DESCRIPTION OF THE TASK
If a line in the data below includes the string "white", please return a copy of it.
┄┄┄┄┄┄┄┄┄┄┄┄┄┄┄┄┄┄┄┄
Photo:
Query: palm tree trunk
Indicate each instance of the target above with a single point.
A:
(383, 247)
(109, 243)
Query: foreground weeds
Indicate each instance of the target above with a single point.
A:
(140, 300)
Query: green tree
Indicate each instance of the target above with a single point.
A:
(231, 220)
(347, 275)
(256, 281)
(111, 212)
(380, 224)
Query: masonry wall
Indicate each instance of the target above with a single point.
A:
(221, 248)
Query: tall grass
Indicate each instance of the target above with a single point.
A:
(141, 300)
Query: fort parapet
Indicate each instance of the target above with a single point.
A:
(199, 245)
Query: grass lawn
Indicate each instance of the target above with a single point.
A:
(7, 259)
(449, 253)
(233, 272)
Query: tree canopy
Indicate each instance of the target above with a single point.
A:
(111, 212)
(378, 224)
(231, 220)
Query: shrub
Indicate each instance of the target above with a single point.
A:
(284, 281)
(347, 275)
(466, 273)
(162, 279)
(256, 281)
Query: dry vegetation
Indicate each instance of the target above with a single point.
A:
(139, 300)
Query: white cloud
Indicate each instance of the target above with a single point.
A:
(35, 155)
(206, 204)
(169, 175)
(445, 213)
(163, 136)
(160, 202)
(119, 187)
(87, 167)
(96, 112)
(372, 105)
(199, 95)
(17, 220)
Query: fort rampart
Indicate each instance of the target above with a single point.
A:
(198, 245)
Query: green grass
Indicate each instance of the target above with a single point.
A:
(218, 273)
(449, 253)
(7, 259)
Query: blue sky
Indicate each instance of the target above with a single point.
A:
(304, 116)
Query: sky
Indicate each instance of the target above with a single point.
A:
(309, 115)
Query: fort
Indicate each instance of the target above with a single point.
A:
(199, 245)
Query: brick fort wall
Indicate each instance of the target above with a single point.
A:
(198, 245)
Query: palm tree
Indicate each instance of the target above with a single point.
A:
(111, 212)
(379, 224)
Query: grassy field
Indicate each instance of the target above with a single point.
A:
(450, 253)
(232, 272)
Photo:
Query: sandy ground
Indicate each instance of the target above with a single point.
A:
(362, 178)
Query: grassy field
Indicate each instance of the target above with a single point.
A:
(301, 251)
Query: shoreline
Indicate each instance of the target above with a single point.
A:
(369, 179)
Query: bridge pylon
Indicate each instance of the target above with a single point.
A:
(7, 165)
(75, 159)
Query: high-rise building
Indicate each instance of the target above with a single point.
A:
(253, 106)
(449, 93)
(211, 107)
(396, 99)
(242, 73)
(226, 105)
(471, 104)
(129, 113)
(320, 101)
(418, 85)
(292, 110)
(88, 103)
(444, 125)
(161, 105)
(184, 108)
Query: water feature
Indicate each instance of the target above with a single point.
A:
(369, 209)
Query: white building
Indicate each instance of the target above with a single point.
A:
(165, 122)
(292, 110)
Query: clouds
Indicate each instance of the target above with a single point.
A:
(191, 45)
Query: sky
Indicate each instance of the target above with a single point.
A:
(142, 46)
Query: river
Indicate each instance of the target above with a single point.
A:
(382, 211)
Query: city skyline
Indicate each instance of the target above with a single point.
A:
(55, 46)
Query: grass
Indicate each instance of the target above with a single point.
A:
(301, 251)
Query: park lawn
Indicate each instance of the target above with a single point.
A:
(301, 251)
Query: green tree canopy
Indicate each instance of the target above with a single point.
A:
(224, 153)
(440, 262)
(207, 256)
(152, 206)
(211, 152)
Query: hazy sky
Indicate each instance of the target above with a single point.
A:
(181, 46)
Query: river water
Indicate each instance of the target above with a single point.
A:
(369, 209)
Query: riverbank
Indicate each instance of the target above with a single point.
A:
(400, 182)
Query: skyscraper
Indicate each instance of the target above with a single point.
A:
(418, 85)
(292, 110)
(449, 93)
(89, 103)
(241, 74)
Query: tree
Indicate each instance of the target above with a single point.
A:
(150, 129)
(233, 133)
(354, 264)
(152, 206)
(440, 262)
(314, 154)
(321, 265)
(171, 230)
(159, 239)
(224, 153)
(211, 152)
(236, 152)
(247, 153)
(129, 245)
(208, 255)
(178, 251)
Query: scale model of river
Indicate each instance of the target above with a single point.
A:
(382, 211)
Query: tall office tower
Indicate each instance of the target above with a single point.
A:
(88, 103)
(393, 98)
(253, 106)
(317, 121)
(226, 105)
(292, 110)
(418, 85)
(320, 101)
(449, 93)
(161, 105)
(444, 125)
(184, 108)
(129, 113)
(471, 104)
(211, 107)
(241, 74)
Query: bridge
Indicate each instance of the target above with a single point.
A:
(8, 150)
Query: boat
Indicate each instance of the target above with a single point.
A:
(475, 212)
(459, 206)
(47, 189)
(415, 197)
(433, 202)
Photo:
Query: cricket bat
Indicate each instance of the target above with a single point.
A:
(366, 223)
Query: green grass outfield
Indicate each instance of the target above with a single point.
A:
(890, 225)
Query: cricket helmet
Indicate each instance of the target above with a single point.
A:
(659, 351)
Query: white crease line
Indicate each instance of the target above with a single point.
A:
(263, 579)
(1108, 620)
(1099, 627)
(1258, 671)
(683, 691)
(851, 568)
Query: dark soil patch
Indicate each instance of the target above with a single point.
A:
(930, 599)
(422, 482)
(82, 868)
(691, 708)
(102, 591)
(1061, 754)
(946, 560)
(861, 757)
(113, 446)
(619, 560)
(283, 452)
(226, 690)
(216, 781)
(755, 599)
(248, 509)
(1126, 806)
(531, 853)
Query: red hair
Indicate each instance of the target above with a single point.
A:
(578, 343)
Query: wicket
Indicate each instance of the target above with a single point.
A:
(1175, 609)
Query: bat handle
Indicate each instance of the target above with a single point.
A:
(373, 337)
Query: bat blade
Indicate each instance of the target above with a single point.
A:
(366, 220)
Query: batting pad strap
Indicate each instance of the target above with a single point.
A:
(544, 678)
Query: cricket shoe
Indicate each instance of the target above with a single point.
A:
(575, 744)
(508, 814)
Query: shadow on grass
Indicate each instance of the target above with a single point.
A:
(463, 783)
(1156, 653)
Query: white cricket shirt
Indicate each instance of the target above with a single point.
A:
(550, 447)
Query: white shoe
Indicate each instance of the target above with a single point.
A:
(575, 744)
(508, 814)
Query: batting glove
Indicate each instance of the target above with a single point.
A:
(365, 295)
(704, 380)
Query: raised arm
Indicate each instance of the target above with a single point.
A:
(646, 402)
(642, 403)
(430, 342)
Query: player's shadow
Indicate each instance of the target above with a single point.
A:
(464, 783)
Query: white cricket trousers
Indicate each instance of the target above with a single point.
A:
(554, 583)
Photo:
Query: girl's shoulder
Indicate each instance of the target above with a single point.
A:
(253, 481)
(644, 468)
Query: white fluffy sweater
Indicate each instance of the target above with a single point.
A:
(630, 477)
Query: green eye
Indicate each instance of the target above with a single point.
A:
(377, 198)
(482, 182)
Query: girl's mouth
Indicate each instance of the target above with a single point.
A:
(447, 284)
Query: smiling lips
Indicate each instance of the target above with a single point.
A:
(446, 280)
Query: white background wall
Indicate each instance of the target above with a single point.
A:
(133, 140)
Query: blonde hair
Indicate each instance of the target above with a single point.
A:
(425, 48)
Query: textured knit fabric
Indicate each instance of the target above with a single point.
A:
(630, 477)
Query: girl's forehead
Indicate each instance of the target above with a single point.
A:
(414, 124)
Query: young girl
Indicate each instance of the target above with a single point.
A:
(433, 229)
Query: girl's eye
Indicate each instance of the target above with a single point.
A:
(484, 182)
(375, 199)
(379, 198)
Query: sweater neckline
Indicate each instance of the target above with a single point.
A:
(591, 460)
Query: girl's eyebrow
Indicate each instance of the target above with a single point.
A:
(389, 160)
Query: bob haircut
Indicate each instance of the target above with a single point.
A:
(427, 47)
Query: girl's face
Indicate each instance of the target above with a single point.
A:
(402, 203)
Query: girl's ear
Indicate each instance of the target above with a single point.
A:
┄┄┄┄┄┄┄┄┄┄┄┄┄┄┄┄┄┄┄┄
RESULT FOR THIS TASK
Query: white cloud
Query: white building
Query: white crease line
Query: white cricket shirt
Query: white shoe
Query: white cricket trousers
Query: white fluffy sweater
Query: white background wall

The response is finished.